*** Records for the task

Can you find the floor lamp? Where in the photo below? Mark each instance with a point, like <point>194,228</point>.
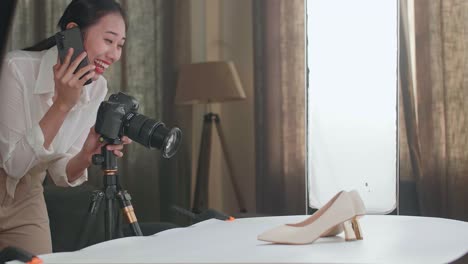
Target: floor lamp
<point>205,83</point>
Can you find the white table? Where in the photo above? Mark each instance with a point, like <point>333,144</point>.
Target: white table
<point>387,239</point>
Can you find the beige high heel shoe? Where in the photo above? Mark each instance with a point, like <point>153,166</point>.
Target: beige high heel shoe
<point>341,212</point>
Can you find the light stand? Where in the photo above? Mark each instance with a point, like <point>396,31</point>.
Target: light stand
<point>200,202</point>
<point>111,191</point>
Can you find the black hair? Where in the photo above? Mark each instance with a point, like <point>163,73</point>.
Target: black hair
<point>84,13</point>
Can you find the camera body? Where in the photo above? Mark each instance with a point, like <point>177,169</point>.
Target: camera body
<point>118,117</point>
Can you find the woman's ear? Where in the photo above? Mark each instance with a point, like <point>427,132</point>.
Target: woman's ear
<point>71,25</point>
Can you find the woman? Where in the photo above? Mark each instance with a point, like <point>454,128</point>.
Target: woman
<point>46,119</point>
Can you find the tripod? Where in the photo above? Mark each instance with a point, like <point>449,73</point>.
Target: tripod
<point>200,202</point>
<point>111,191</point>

******
*** Records for the task

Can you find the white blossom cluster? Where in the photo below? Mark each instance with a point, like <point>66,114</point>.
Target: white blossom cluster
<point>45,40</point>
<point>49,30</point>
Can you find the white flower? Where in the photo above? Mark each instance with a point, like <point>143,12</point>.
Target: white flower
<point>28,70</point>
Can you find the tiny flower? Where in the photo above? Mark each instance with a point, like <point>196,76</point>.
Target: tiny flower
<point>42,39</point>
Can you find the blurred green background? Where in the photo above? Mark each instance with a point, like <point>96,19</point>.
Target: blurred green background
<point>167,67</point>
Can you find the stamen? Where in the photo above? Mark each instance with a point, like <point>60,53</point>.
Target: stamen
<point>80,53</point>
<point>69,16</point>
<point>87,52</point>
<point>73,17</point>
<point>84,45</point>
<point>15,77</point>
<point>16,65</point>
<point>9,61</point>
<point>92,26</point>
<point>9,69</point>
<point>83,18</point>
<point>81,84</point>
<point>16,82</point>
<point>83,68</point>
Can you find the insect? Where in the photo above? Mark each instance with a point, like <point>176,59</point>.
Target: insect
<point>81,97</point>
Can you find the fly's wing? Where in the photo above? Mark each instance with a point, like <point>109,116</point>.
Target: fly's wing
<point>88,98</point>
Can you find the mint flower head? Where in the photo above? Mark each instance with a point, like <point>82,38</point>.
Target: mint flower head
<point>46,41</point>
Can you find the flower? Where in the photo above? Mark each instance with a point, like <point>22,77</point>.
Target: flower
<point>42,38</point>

******

Requirements: Arrange the lines of the items as a Markdown table with the columns "Row" and "Line", leaving out any blank lines, beginning at the line that contains "Can you find the blurred" and stopping after the line that contains "<point>167,67</point>".

Final result:
| Row | Line |
|---|---|
| 1 | Can you find the blurred green background? Where in the photo above? Mark each instance with a point, like <point>96,19</point>. |
| 2 | Target: blurred green background |
| 3 | <point>167,67</point> |